> _WHAT NEEDS TO BE DONE_: Pictures must not appear; the answer is exactly the lines from the one that holds "Would you be able to indicate the white door" through the end of the material.

> _INPUT DATA_:

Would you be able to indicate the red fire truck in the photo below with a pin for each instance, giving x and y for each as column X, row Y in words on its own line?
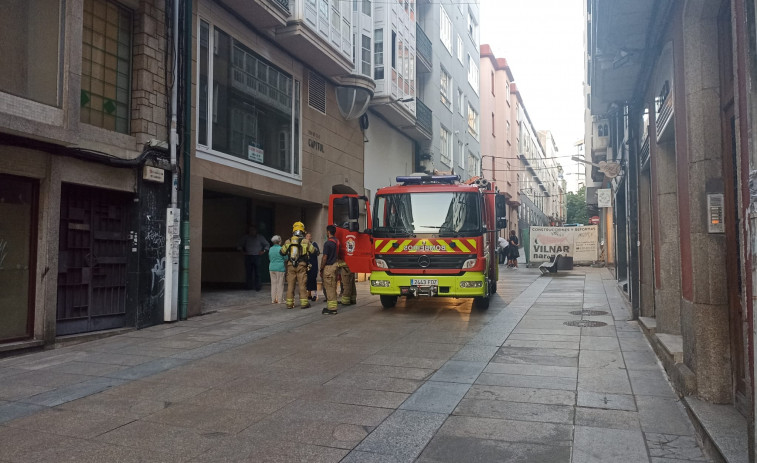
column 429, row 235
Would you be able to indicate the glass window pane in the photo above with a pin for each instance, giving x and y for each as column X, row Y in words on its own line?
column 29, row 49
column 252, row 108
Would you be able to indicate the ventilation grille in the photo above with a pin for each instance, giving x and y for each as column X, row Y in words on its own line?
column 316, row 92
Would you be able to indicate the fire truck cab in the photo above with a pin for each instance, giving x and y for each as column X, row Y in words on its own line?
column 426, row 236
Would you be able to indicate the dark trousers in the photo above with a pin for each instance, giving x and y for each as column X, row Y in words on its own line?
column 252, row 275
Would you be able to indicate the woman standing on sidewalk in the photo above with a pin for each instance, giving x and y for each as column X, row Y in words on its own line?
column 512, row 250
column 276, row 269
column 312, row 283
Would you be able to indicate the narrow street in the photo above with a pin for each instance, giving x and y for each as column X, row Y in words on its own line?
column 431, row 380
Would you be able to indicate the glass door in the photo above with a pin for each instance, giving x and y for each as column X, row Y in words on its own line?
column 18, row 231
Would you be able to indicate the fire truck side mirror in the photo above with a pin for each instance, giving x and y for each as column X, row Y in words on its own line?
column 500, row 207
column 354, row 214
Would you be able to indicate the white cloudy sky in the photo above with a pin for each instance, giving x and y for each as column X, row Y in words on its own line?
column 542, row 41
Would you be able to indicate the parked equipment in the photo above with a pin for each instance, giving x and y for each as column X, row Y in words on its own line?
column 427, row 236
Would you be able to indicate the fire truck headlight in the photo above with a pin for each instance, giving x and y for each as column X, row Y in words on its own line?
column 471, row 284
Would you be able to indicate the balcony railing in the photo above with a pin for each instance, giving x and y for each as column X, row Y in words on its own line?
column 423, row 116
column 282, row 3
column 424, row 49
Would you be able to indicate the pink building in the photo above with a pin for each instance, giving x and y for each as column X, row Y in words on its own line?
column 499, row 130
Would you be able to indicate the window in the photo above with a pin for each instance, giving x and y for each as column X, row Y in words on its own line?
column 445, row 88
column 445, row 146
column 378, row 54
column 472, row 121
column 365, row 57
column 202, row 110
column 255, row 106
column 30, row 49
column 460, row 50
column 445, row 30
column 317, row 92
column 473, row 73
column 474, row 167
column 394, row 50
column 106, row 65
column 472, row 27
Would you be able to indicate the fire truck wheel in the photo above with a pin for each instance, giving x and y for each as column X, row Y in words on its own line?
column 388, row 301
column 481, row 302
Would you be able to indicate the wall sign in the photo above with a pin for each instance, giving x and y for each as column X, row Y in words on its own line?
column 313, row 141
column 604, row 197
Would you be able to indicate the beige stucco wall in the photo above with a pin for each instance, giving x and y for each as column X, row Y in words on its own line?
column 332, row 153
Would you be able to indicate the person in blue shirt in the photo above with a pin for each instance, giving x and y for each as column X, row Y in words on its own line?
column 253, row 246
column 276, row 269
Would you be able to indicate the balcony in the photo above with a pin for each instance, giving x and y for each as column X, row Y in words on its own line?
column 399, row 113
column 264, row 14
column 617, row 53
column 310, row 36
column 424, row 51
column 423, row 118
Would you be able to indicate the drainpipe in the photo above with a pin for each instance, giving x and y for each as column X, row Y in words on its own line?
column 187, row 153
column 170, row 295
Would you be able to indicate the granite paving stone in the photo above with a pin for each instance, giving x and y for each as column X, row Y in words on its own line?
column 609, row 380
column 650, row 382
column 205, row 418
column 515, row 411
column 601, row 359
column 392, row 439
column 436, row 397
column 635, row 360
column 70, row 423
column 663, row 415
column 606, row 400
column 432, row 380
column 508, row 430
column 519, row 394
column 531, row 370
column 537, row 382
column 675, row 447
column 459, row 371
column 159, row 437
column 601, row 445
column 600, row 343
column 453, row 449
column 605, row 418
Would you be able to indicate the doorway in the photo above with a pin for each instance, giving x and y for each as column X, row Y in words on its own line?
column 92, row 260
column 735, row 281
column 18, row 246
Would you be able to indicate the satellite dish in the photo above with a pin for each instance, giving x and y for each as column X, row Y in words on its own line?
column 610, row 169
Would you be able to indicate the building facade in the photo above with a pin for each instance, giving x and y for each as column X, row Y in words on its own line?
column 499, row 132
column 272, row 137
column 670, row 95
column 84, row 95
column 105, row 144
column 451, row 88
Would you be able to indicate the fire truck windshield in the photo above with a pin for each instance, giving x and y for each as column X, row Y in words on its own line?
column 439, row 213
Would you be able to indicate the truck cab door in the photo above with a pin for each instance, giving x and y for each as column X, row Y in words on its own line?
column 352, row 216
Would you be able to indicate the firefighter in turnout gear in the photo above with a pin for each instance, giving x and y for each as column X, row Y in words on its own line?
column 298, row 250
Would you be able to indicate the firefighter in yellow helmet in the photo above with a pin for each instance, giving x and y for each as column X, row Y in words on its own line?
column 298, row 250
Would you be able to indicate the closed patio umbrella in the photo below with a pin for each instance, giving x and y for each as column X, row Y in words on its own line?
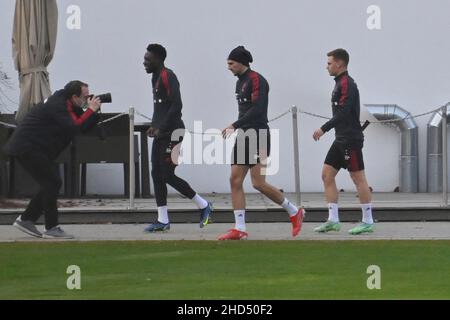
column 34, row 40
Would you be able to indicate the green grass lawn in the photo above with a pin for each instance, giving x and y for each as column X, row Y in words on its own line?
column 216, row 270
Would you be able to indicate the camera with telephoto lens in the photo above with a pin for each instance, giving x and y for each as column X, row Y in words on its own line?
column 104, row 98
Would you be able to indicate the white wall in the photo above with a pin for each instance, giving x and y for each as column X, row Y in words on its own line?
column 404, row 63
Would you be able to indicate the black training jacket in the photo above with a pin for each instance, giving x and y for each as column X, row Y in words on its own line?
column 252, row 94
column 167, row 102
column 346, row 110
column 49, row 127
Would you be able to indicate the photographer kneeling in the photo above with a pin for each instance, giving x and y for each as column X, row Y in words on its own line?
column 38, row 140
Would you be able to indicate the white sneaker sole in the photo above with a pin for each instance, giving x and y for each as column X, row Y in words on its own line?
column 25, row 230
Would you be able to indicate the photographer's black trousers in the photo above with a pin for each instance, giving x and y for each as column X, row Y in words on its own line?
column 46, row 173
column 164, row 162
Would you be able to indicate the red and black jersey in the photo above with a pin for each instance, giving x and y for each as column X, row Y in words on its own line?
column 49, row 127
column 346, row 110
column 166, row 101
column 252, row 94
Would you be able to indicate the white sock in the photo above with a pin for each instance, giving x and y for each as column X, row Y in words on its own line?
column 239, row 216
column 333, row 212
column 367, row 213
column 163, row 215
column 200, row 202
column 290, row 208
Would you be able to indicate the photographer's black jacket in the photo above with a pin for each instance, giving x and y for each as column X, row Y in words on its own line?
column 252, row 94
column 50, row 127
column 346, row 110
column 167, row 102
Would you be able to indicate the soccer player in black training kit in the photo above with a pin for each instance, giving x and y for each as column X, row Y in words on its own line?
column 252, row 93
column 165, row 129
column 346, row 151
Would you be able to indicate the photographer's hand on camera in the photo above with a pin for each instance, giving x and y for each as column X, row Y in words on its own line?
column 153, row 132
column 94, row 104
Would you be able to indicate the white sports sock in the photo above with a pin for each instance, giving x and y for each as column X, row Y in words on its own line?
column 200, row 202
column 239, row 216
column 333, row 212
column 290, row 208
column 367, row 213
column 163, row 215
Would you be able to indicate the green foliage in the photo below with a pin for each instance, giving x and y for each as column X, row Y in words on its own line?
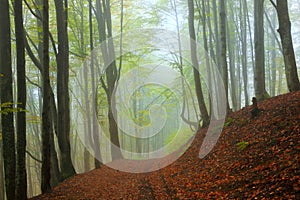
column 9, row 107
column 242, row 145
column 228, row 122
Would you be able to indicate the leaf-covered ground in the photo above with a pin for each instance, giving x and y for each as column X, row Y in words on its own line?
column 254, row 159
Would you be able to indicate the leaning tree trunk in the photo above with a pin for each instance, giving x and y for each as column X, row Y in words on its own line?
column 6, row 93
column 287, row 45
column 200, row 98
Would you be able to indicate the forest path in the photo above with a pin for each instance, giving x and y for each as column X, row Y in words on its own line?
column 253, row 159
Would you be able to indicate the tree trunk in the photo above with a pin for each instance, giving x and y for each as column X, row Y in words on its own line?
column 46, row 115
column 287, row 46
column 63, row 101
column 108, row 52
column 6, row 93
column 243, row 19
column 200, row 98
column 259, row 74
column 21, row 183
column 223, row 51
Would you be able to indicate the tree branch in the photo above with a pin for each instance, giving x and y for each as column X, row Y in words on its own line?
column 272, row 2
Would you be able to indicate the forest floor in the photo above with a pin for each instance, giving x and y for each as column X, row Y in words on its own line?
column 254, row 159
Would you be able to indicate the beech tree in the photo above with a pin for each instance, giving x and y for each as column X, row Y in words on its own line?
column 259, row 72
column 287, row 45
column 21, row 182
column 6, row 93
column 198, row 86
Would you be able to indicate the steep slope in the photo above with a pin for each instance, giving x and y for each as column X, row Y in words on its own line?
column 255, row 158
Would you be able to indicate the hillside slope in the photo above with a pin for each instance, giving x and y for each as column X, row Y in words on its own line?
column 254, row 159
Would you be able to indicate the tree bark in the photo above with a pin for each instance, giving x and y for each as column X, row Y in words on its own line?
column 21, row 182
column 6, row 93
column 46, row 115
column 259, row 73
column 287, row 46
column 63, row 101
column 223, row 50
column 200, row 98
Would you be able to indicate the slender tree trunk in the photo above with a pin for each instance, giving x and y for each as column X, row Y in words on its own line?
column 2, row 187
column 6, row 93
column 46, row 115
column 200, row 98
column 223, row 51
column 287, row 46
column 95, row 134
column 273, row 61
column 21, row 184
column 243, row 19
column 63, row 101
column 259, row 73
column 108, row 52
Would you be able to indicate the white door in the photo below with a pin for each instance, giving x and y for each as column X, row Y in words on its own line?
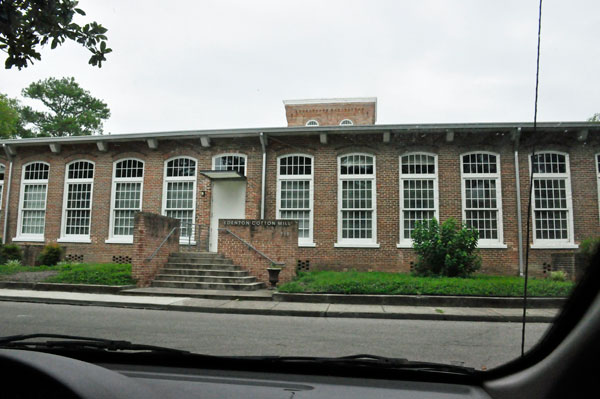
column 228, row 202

> _PROBLEM SOLUTION_:
Would you be able to indicate the white door in the photo below with a pin for each instance, giving x and y for each as column X, row Y in words on its own line?
column 228, row 202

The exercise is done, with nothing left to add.